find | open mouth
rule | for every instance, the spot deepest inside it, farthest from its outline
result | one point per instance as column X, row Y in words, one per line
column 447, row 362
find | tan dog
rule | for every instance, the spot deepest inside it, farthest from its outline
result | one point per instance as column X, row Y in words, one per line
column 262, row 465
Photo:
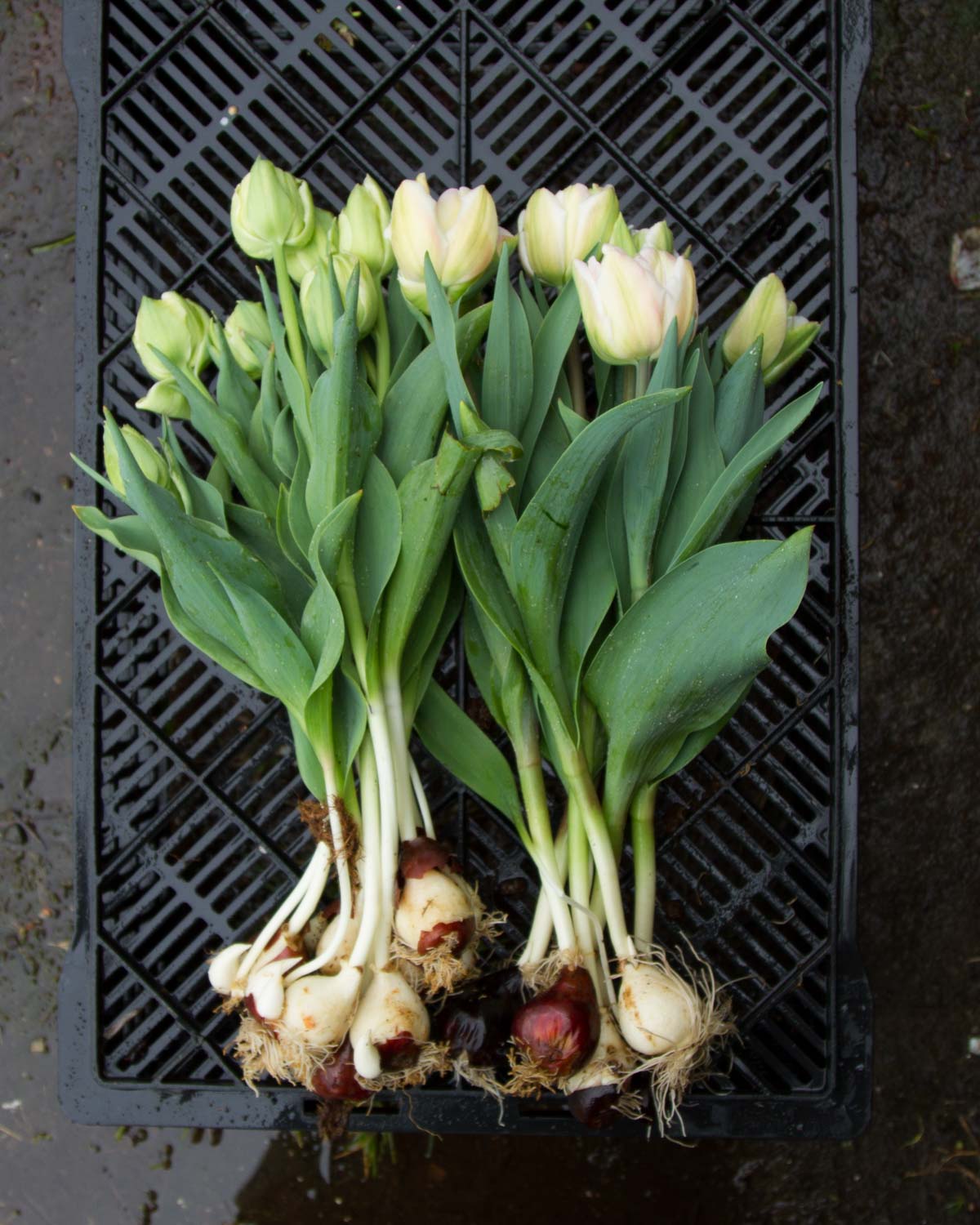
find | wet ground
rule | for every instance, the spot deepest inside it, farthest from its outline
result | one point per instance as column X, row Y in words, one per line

> [TASK BRIEF]: Copy word for word everything from the line containing "find | tan dog" down to the end of the material, and leave the pictures out.

> [SOLUTION FOR THIS PROBLEM]:
find | tan dog
rule | for every instance, the spot deepest inside it, farthest from its outline
result | one point per instance as column X, row Y in words, one per line
column 262, row 465
Photo:
find | wet ground
rule | for every instance, the spot deepest inside it, farthest from its outline
result | one point per instance as column X, row Y in words, one per line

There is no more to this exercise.